In this exercise, print only the lines from the line with "Where in this photo can the tulle" to the last line of the data below, inclusive. Any pictures should be left out.
+--
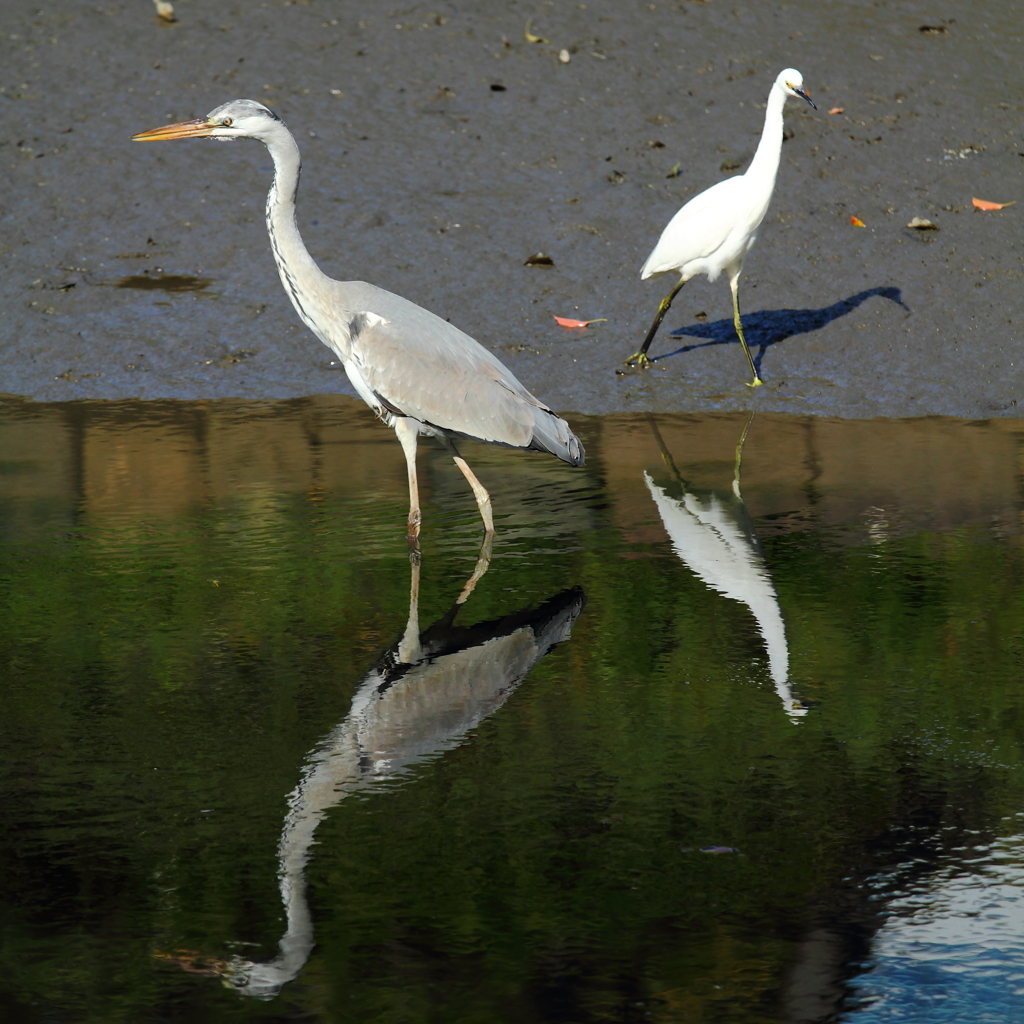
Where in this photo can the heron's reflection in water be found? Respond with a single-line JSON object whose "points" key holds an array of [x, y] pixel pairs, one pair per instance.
{"points": [[713, 534], [426, 692]]}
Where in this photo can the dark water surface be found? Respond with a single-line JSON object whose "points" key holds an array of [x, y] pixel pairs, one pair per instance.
{"points": [[700, 745]]}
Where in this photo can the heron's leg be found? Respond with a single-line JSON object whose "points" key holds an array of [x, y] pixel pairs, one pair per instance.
{"points": [[409, 647], [734, 285], [479, 492], [408, 431], [639, 358], [482, 564]]}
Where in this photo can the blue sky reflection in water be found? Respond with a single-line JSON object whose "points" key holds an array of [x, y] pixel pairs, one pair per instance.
{"points": [[747, 745]]}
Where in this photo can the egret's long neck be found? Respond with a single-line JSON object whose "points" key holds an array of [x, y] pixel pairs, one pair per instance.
{"points": [[299, 272], [764, 167]]}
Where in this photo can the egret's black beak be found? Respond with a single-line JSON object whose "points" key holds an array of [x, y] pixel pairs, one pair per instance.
{"points": [[803, 95]]}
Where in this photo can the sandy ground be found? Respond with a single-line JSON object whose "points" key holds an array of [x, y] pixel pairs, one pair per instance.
{"points": [[424, 178]]}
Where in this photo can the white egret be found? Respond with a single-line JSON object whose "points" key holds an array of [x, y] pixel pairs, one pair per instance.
{"points": [[716, 229], [420, 374]]}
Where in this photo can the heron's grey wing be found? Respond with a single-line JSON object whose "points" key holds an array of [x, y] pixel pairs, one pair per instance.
{"points": [[420, 366]]}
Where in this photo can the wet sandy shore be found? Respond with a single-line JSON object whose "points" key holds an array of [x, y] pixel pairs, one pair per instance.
{"points": [[423, 177]]}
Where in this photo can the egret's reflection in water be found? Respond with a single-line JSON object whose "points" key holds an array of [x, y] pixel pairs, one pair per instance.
{"points": [[714, 535], [423, 696]]}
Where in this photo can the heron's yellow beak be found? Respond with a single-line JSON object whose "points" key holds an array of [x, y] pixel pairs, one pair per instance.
{"points": [[183, 129]]}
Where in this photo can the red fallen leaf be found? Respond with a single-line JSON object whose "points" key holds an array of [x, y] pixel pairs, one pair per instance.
{"points": [[983, 204], [567, 322]]}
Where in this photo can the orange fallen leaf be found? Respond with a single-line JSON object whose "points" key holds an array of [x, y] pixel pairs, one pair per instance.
{"points": [[567, 322], [983, 204]]}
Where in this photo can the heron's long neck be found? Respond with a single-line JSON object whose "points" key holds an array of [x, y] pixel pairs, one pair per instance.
{"points": [[764, 167], [297, 268]]}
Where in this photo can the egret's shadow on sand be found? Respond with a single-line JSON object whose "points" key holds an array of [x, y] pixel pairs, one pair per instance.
{"points": [[768, 327]]}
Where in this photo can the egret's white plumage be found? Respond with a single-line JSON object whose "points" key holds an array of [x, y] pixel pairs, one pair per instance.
{"points": [[420, 374], [715, 230]]}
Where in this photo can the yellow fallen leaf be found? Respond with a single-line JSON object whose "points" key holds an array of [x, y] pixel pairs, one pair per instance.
{"points": [[567, 322], [530, 38], [983, 204]]}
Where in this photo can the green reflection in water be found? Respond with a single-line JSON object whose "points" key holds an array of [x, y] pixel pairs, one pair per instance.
{"points": [[194, 594]]}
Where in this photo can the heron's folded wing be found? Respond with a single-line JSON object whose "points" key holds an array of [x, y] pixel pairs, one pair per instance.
{"points": [[424, 368]]}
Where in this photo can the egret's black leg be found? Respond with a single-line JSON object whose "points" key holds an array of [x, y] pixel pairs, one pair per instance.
{"points": [[734, 285], [640, 358]]}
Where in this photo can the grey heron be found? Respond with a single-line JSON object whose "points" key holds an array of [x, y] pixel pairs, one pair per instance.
{"points": [[420, 374], [716, 229]]}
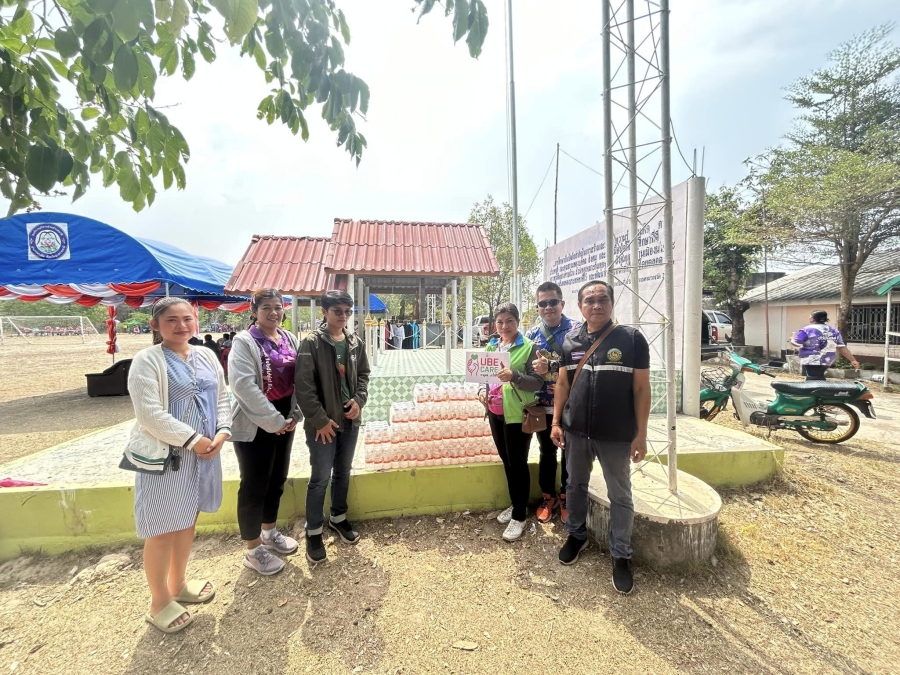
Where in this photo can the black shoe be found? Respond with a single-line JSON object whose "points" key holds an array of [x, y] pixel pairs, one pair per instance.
{"points": [[345, 531], [315, 549], [568, 554], [623, 581]]}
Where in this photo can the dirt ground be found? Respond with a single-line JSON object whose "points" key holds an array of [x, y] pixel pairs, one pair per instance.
{"points": [[805, 580], [43, 399]]}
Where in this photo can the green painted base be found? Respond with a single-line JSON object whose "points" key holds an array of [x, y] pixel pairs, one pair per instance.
{"points": [[730, 469], [53, 520]]}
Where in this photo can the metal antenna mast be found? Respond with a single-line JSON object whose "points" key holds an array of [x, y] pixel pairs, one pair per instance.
{"points": [[637, 147]]}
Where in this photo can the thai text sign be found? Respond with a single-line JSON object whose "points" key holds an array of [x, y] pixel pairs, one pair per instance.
{"points": [[482, 366]]}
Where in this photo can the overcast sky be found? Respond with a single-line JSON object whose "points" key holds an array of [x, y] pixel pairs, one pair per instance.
{"points": [[437, 120]]}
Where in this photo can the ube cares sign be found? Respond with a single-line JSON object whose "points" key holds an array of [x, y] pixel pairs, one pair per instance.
{"points": [[482, 366]]}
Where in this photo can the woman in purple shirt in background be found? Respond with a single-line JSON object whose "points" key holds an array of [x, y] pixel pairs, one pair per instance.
{"points": [[819, 344], [261, 372]]}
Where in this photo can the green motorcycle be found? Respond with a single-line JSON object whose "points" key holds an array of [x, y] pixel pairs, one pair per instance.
{"points": [[819, 411]]}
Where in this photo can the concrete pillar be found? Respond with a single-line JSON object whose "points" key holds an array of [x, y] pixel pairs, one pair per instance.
{"points": [[442, 315], [360, 303], [448, 343], [470, 318], [693, 298], [351, 289], [454, 312]]}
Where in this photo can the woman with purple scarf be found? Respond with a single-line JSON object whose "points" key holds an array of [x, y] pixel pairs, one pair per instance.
{"points": [[261, 372]]}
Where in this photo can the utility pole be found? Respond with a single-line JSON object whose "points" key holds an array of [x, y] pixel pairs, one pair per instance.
{"points": [[515, 183], [555, 194]]}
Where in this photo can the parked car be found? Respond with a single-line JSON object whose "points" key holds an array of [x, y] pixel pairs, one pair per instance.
{"points": [[719, 326]]}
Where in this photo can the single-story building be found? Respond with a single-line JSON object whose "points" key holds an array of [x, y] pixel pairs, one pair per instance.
{"points": [[794, 296]]}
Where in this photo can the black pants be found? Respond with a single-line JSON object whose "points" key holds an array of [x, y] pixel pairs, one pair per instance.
{"points": [[814, 372], [548, 463], [512, 446], [264, 464]]}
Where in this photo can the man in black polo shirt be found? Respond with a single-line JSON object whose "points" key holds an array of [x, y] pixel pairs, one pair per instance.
{"points": [[601, 412]]}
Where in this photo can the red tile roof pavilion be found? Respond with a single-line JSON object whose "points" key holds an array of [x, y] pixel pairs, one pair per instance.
{"points": [[391, 256]]}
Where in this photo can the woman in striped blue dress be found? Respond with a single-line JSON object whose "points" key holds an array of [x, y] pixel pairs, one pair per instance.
{"points": [[179, 398]]}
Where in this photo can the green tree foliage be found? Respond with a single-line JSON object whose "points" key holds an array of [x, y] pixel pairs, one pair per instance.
{"points": [[730, 253], [488, 292], [78, 79], [837, 181]]}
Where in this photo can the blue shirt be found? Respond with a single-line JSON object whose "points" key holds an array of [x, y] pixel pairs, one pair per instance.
{"points": [[536, 335]]}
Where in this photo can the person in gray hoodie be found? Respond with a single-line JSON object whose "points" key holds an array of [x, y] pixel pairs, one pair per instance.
{"points": [[265, 411]]}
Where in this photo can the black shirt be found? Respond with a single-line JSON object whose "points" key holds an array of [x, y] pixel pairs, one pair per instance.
{"points": [[601, 403]]}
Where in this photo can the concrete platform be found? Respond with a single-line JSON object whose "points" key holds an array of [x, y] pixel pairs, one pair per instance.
{"points": [[398, 371], [89, 501], [669, 529]]}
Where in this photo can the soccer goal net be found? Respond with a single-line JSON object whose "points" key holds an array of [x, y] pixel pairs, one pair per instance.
{"points": [[32, 328]]}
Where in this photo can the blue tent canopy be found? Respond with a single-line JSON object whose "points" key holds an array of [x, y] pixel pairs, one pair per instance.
{"points": [[375, 304], [61, 248]]}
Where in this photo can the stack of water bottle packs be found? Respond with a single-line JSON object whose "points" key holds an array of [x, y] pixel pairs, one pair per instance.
{"points": [[444, 425]]}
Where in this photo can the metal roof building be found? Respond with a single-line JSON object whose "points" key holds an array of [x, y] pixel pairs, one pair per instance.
{"points": [[792, 298], [371, 256], [823, 282]]}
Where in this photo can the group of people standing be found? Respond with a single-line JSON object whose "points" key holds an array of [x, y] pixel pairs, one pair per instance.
{"points": [[399, 334], [184, 415], [597, 406]]}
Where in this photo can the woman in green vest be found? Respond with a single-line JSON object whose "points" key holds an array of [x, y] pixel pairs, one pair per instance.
{"points": [[505, 403]]}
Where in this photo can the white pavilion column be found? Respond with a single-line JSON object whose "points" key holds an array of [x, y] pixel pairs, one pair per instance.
{"points": [[454, 315], [470, 318]]}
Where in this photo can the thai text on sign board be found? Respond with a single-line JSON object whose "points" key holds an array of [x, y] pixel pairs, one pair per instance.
{"points": [[482, 366]]}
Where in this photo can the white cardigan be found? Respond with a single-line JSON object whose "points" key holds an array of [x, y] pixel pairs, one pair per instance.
{"points": [[155, 430]]}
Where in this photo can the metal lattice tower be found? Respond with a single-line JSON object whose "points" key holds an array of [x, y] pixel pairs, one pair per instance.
{"points": [[638, 180]]}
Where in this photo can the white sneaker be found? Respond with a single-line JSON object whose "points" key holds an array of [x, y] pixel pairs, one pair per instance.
{"points": [[278, 542], [260, 560], [505, 516], [514, 530]]}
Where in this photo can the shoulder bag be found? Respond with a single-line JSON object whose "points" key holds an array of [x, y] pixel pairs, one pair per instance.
{"points": [[589, 352]]}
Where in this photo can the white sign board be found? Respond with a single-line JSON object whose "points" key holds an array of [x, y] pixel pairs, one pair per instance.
{"points": [[482, 366], [582, 257]]}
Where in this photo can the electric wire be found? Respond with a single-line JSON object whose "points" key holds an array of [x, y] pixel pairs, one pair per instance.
{"points": [[580, 162], [547, 173]]}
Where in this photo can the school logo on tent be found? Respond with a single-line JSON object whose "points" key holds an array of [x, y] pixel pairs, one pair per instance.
{"points": [[48, 241]]}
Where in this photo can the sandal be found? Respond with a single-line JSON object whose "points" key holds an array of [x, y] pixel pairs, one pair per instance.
{"points": [[171, 612], [192, 590]]}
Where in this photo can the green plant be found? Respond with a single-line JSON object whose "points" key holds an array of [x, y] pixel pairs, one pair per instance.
{"points": [[78, 83]]}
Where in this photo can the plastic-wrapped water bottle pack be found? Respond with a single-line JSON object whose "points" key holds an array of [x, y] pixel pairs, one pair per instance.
{"points": [[443, 425]]}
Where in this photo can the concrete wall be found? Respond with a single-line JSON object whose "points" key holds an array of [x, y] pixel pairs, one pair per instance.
{"points": [[54, 520]]}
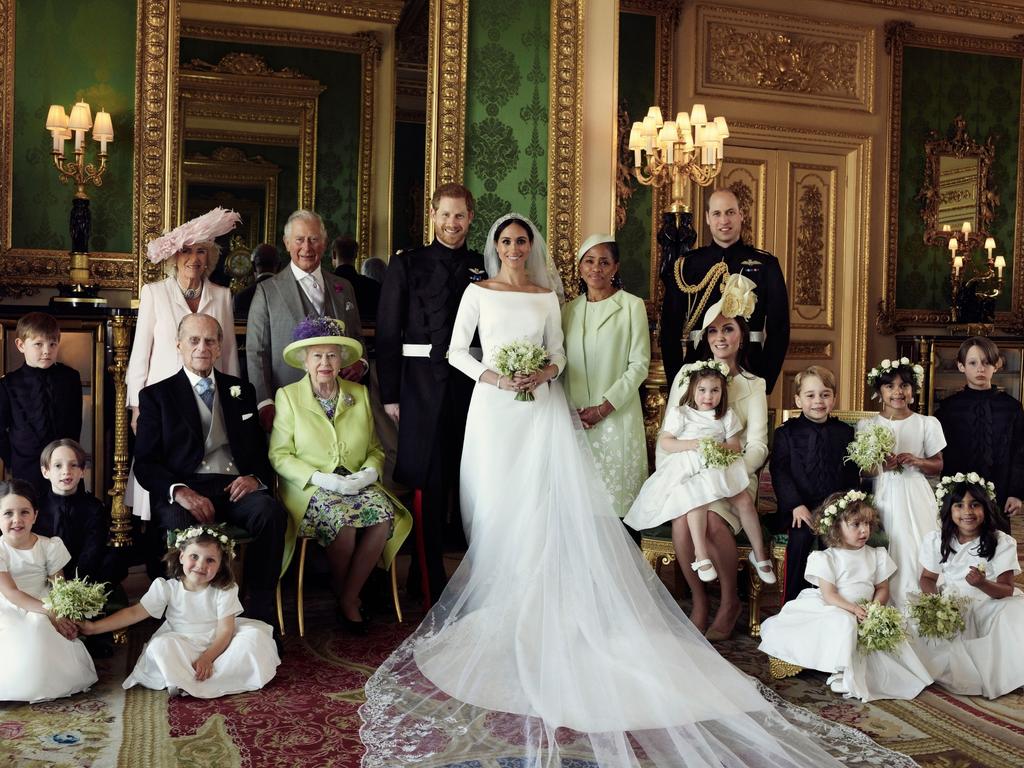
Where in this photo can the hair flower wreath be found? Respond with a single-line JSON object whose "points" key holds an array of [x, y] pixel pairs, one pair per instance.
{"points": [[947, 482], [694, 368], [829, 512], [888, 366], [183, 537]]}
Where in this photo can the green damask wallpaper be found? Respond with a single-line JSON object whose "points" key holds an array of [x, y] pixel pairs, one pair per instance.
{"points": [[93, 59], [934, 86], [637, 33], [338, 129], [507, 112]]}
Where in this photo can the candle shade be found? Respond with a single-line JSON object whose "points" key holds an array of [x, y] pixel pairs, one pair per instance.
{"points": [[56, 119], [102, 130], [81, 117]]}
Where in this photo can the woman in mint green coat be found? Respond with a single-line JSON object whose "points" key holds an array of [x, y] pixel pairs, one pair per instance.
{"points": [[607, 346]]}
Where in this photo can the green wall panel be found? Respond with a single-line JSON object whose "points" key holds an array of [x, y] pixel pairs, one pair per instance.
{"points": [[94, 59], [338, 127], [934, 86], [507, 112], [637, 45]]}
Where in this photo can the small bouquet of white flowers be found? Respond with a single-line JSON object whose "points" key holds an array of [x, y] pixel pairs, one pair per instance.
{"points": [[715, 455], [938, 616], [75, 598], [870, 446], [882, 629], [520, 356]]}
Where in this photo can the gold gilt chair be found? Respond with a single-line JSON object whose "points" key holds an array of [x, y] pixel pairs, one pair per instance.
{"points": [[776, 667]]}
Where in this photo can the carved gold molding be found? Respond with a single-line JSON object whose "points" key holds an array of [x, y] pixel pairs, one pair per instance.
{"points": [[365, 44], [776, 57], [25, 270], [445, 135], [667, 18], [890, 317], [565, 136], [386, 11]]}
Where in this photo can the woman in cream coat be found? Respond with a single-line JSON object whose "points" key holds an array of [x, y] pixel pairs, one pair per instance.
{"points": [[607, 347], [327, 454], [189, 253], [726, 336]]}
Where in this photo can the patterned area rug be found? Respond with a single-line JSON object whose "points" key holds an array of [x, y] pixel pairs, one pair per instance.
{"points": [[308, 715]]}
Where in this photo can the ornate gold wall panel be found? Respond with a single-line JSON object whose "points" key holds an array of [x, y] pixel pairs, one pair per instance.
{"points": [[775, 57], [445, 136], [387, 11], [812, 254], [25, 270], [365, 44], [565, 135]]}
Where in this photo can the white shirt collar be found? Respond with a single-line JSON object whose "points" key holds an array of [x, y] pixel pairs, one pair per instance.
{"points": [[194, 379], [299, 274]]}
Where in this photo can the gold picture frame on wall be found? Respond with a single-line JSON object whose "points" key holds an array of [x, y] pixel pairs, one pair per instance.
{"points": [[891, 316]]}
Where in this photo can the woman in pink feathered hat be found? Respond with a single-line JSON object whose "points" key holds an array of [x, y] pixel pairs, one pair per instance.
{"points": [[188, 254]]}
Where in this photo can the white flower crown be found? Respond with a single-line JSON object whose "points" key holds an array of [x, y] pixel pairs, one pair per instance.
{"points": [[829, 512], [226, 544], [947, 482], [888, 366], [694, 368]]}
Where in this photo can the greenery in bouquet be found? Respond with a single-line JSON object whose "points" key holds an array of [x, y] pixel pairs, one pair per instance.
{"points": [[882, 629], [870, 446], [715, 455], [75, 598], [520, 356], [939, 616]]}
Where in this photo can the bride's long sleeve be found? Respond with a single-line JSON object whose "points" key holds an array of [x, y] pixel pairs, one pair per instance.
{"points": [[462, 334]]}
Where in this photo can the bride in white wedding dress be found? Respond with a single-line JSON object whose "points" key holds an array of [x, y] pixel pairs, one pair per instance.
{"points": [[554, 645]]}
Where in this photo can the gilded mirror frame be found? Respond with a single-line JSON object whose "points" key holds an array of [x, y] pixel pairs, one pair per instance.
{"points": [[25, 270], [891, 318], [960, 145], [219, 93], [230, 167]]}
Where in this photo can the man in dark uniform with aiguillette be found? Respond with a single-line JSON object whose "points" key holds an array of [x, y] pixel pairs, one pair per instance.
{"points": [[692, 284], [426, 397]]}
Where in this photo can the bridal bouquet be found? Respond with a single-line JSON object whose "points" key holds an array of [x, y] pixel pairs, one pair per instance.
{"points": [[716, 456], [939, 616], [869, 449], [520, 356], [75, 598], [882, 629]]}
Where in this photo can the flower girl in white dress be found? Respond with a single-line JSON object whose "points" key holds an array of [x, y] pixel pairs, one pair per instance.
{"points": [[202, 648], [683, 486], [818, 630], [977, 561], [43, 657], [902, 494]]}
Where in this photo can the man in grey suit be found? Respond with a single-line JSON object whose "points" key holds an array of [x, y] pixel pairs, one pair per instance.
{"points": [[281, 302]]}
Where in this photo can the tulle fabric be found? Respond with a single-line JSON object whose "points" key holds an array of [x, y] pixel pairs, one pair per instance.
{"points": [[555, 645]]}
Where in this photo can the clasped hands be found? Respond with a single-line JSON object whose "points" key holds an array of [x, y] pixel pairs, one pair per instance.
{"points": [[345, 484]]}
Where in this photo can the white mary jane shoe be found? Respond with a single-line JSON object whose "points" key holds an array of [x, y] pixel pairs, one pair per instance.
{"points": [[768, 578], [706, 573]]}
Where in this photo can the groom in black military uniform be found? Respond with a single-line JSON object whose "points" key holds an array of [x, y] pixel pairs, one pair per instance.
{"points": [[425, 396], [691, 285]]}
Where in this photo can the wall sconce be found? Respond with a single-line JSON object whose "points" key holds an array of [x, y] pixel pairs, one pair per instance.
{"points": [[61, 128]]}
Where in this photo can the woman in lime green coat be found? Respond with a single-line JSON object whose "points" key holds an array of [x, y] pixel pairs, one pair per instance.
{"points": [[327, 455], [607, 346]]}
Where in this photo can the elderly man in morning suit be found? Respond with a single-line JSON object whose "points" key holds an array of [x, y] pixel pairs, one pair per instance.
{"points": [[280, 303]]}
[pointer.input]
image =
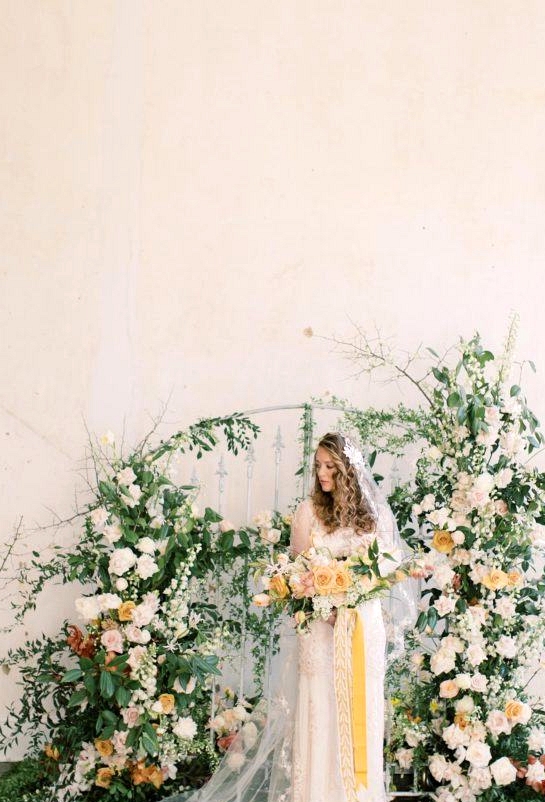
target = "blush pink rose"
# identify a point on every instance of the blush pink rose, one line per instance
(112, 640)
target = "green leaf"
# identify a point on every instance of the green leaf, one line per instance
(107, 686)
(122, 696)
(77, 697)
(73, 675)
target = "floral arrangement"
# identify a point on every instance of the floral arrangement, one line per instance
(461, 708)
(313, 583)
(118, 706)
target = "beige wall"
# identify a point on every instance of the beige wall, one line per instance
(187, 185)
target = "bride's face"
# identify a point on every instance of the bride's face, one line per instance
(325, 469)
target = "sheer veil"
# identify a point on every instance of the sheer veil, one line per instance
+--
● Written answer:
Where in this photo can the tulle fabric be found? Respond with a single-line JSON object whose "points" key holds an array of [x, y] pixel pairs, one pair per instance.
{"points": [[555, 645]]}
Where in this photo can the clasped hands be found? Respond with a single-line JSON object whose "points" key holds an array of [x, y] pixel pairs, one pair per instance.
{"points": [[345, 484]]}
Where in this photo can the white mary jane shoe be found? Respond with a single-line JSON object whose "points" key holds an array of [x, y] pixel pairs, one pair per instance.
{"points": [[768, 578], [706, 573]]}
Where in this photo can the groom in black military uniform be found? Respond with a single-line JSON object whose "points" key holds an array of [x, y] pixel pairs, one pair per instance.
{"points": [[425, 396], [691, 285]]}
Where in this photo can the wall sconce be found? Respond with a single-line JSON object whose "points" key holds an array of [x, y] pixel pairs, one pair per instance.
{"points": [[61, 128]]}
Where in this photo can the woman in lime green coat be found? Respond with a single-line JSON object whose "points" key holds an array of [x, y] pixel pairs, one pair per instance.
{"points": [[327, 455], [607, 346]]}
Where in this photo can the elderly man in morning suit be found? Respond with a single-line JSON object whose "points" key holds an array of [x, y] pixel pairs, one pair per instance.
{"points": [[280, 303]]}
[pointer.input]
image =
target = "blush pink rose"
# identify a point on every instance of the blush pink rose, one line per instance
(112, 640)
target = "green leaf"
# identify a point on every instance of the green leaf, one line per instance
(107, 686)
(122, 696)
(77, 697)
(73, 675)
target = "floral arrangement"
# identify a point on every instance of the floral arrangement, one line per instance
(461, 708)
(313, 583)
(118, 706)
target = "beige wall"
# identify a point on every instance of the beige wall, one line per instance
(187, 185)
target = "bride's face"
# identify a point on every instance of the bride's face, one line per instance
(325, 469)
target = "sheer veil"
# identify a point on every instance of the sheer veil, one line per instance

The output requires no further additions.